• _Lista de actividades_:
**a.** Reescribe como lista breve el párrafo del texto sobre la guerra civil española que comienza con «Esperar a que la sublevación se produjera», conservando sus datos principales.
**b.** Copia sin cambios el fragmento del texto sobre la guerra civil española que se abre con las palabras que contienen "Esperar a que la sublevación" y se cierra con "horas la rebelión.".

• _Texto del documento_:
La guerra civil española

El gobierno espera

~ 10-17 de julio de 1936 ~

Corría el mes de julio de 1936 y, en unas horas, el golpe militar contra la República del que se venía hablando desde hacía meses constituyó para todos, incluso para quienes habían conspirado, un acontecimiento asombroso en su magnitud e incierto en su desarrollo. El gobierno de la República, presidido por Santiago Casares Quiroga, había celebrado el día 10 su acostumbrada reunión de los viernes, en la que el ministro de Comunicaciones y Marina Mercante, Bernardo Giner de los Ríos, entregó unas notas con abundante documentación sobre las conversaciones captadas por la policía entre los militares que conspiraban contra la República. La sublevación militar, dijo Casares, puede ser inmediata, quizás mañana o pasado. Tenían en la mano todos los hilos de la trama y hasta las instrucciones enviadas por uno de los jefes de la conspiración, el general Mola, que habían sido recogidas por el director general de Seguridad, José Alonso Mallol. A la vista de estos informes, los presidentes de la República y del Gobierno habían decidido que solo existían dos opciones: abortar el movimiento ordenando la detención inmediata de todos los implicados o esperar a que la conspiración estallase para someterla y destrozar de una vez la amenaza constante que desde su nacimiento venía pesando sobre la República. Optaron por la segunda.

Esperar a que la sublevación se produjera fue lo que en agosto de 1932 habían decidido también Manuel Azaña, como presidente del Gobierno y ministro de la Guerra, y Santiago Casares, como ministro de la Gobernación, ante los informes policiales sobre una inminente rebelión encabezada por el general Sanjurjo. Por aquel entonces, esperaron a que se diera y, cuando salieron a la calle los primeros insurrectos, fue suficiente la intervención de la policía y la Guardia Civil para sofocar en unas horas la rebelión.

• _Información mostrada_:
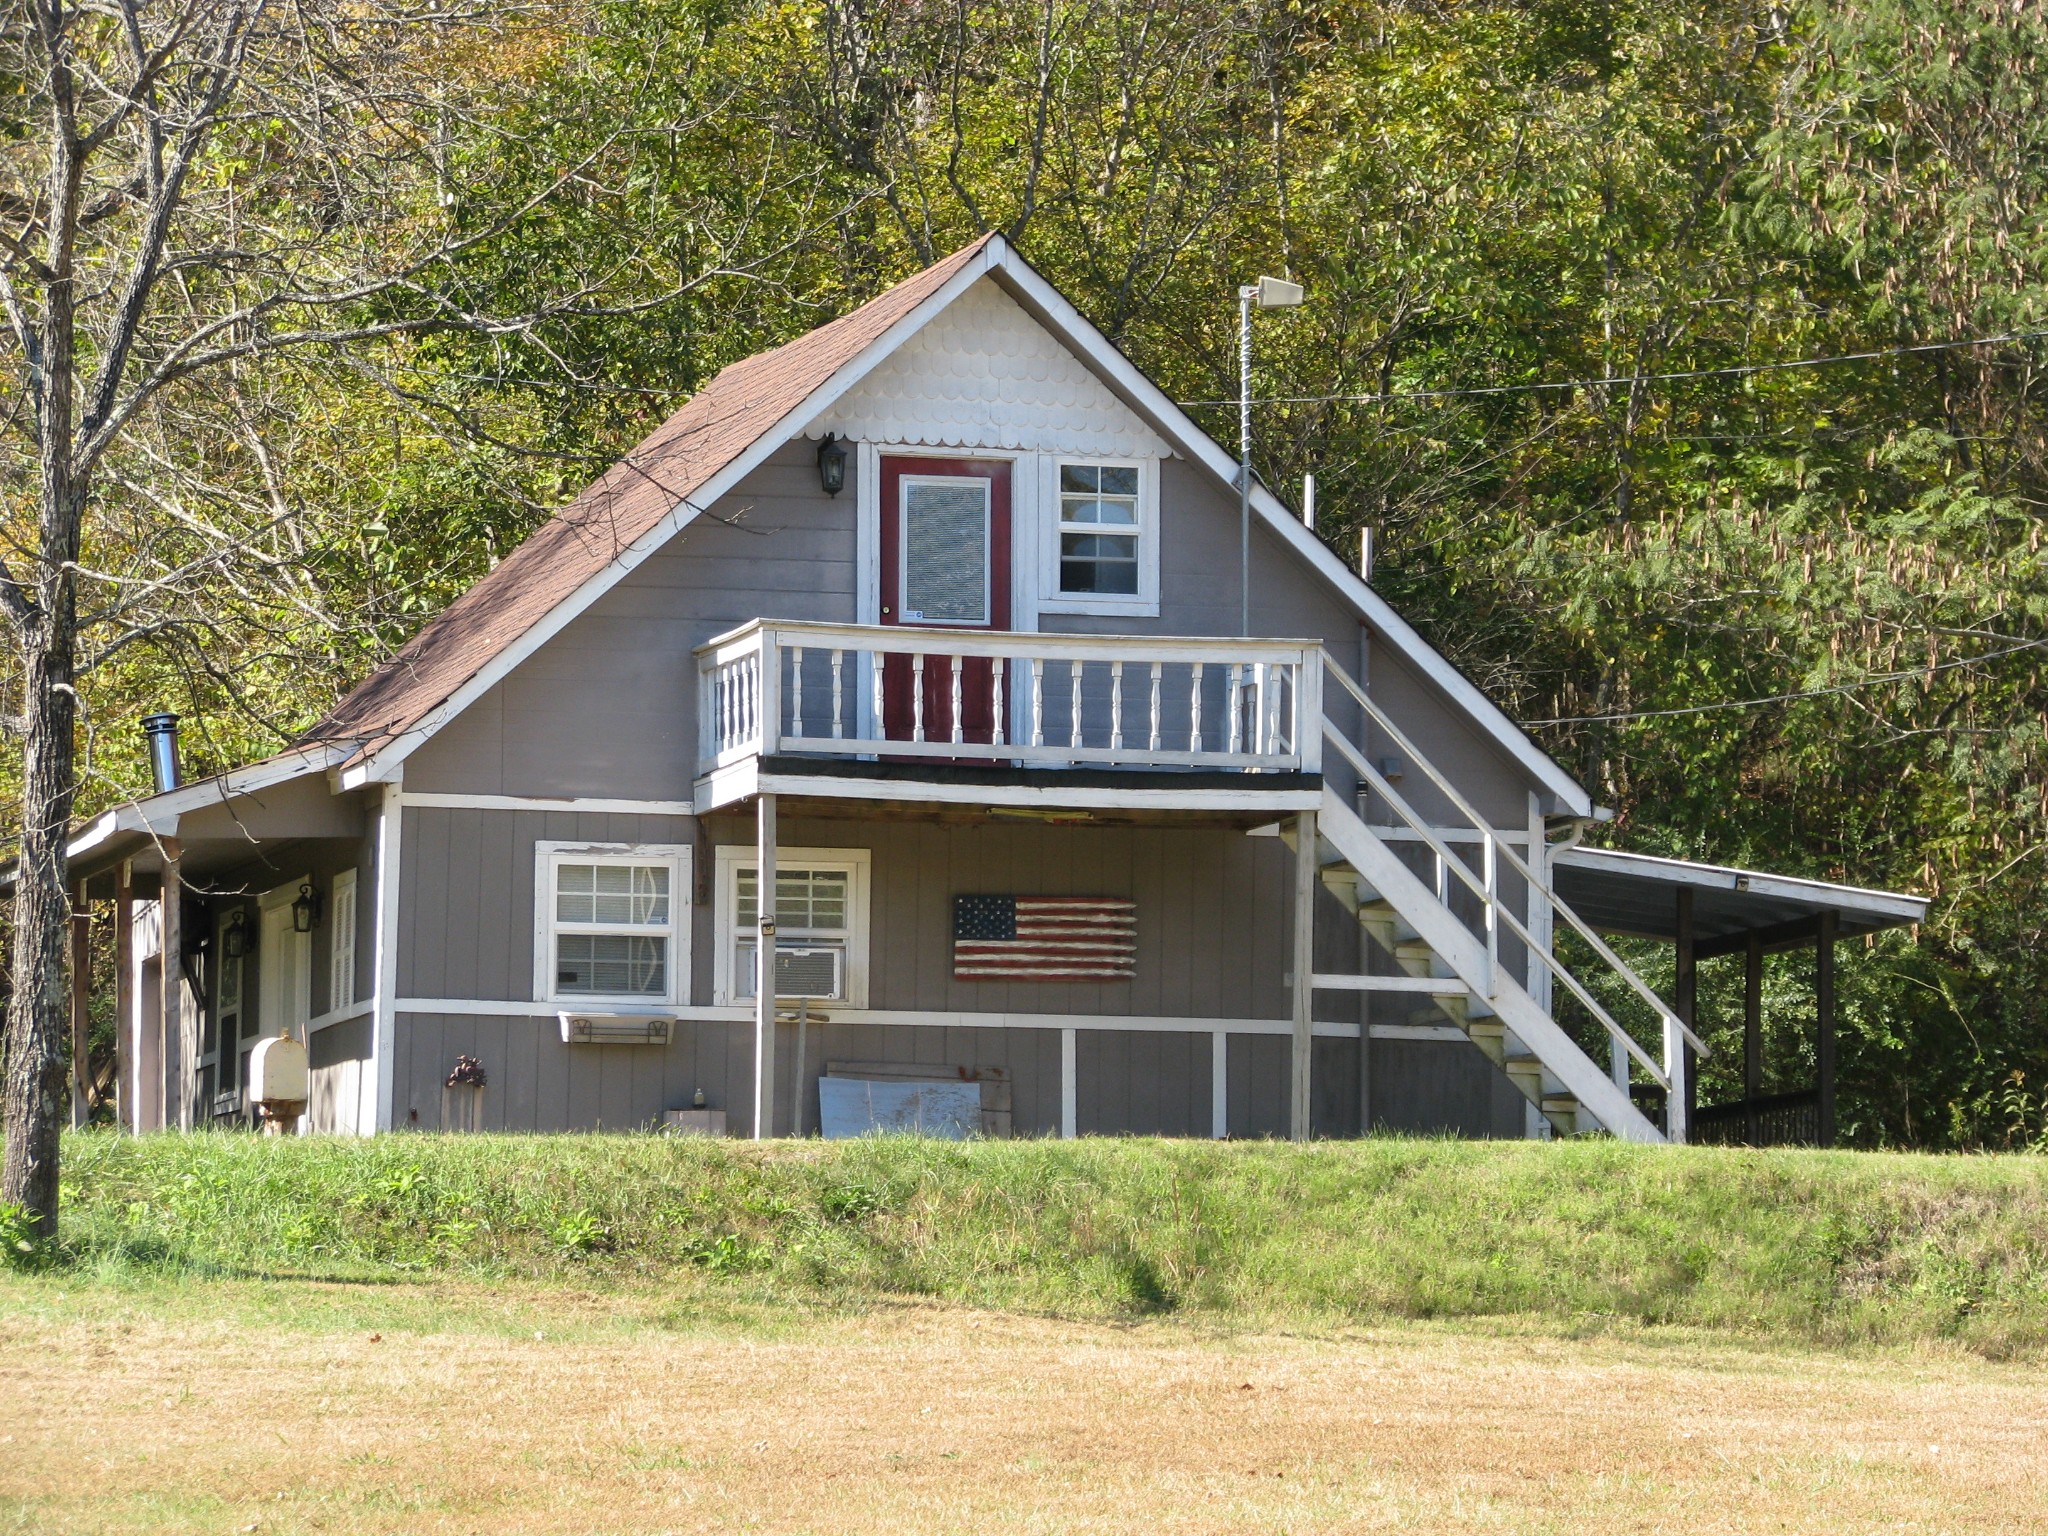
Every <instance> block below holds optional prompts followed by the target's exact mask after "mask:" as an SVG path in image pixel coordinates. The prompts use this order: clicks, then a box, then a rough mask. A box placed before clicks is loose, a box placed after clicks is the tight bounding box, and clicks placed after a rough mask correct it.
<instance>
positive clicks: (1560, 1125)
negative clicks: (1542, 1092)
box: [1536, 1094, 1579, 1137]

• _Respuestas del ejercicio_:
**a.**
- En agosto de 1932, la policía informó de una rebelión inminente encabezada por el general Sanjurjo.
- Ante esos informes, Manuel Azaña (presidente del Gobierno y ministro de la Guerra) y Santiago Casares (ministro de la Gobernación) decidieron esperar a que la sublevación se produjera.
- Cuando salieron a la calle los primeros insurrectos, bastó la intervención de la policía y la Guardia Civil para sofocar la rebelión en unas horas.

**b.**
Esperar a que la sublevación se produjera fue lo que en agosto de 1932 habían decidido también Manuel Azaña, como presidente del Gobierno y ministro de la Guerra, y Santiago Casares, como ministro de la Gobernación, ante los informes policiales sobre una inminente rebelión encabezada por el general Sanjurjo. Por aquel entonces, esperaron a que se diera y, cuando salieron a la calle los primeros insurrectos, fue suficiente la intervención de la policía y la Guardia Civil para sofocar en unas horas la rebelión.